■ Input ■

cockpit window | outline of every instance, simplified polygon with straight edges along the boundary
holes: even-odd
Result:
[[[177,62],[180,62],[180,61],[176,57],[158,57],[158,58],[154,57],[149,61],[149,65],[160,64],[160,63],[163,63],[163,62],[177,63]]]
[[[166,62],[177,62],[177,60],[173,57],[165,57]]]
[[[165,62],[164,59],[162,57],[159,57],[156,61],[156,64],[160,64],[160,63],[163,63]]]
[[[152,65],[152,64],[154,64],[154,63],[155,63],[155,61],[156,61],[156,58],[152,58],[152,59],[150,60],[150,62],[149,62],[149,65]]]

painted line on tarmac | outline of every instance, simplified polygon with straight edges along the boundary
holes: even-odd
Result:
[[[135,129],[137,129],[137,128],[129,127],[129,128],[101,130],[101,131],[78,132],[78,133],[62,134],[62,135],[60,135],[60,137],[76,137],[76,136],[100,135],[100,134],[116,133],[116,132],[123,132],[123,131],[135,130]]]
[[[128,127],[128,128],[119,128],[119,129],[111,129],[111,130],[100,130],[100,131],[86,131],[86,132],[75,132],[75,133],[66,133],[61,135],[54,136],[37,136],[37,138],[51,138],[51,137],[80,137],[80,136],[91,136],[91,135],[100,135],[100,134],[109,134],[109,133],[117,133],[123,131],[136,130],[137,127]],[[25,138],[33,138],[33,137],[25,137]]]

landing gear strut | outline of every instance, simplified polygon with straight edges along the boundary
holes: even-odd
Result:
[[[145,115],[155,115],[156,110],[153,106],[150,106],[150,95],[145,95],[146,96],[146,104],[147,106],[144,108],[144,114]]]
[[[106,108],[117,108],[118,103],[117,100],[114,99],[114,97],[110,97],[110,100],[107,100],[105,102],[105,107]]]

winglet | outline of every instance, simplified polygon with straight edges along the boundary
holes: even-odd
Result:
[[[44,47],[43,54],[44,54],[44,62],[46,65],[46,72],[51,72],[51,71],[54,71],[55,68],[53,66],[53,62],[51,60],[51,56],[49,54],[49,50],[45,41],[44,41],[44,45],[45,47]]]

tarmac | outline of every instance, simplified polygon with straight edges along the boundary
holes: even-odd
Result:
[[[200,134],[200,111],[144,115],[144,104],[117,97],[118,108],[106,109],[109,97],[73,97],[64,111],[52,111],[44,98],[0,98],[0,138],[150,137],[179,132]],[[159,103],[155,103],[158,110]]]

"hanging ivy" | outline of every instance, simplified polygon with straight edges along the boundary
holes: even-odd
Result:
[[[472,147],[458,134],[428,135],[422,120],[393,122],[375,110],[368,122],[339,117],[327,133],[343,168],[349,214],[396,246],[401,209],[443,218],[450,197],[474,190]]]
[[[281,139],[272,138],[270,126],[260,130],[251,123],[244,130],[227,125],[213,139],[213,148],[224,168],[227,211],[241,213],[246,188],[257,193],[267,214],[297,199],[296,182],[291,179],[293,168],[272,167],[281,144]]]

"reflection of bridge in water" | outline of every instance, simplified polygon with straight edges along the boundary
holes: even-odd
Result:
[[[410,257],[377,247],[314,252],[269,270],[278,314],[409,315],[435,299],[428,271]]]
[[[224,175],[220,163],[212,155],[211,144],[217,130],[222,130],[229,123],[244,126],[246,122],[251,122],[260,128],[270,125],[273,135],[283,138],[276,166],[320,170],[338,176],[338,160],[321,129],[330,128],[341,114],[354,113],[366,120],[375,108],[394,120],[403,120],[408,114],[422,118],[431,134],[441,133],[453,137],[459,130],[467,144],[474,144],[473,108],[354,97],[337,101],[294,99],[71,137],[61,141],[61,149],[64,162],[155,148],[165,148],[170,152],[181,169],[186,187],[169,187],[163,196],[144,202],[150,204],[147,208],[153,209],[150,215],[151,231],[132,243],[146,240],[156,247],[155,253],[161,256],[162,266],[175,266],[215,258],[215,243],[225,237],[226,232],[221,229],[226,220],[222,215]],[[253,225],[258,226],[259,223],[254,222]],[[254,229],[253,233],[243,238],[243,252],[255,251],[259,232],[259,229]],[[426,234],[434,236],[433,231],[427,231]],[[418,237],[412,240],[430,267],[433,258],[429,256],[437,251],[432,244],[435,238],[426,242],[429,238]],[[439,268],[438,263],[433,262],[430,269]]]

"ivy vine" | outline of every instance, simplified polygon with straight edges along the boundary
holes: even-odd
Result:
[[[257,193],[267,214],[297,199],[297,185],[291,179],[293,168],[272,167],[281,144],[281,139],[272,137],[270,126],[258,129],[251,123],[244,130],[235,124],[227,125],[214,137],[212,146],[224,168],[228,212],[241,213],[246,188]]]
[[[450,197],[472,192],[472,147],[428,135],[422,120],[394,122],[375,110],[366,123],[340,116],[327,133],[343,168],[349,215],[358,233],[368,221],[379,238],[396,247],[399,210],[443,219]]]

■ Instructions to follow ■
Pull out each line of the records holding the string "tarmac".

■ Finished exercise ■
painted line on tarmac | outline of every instance, simplified polygon with straight edges along the boundary
tarmac | outline of every instance, simplified polygon with straight edges along the boundary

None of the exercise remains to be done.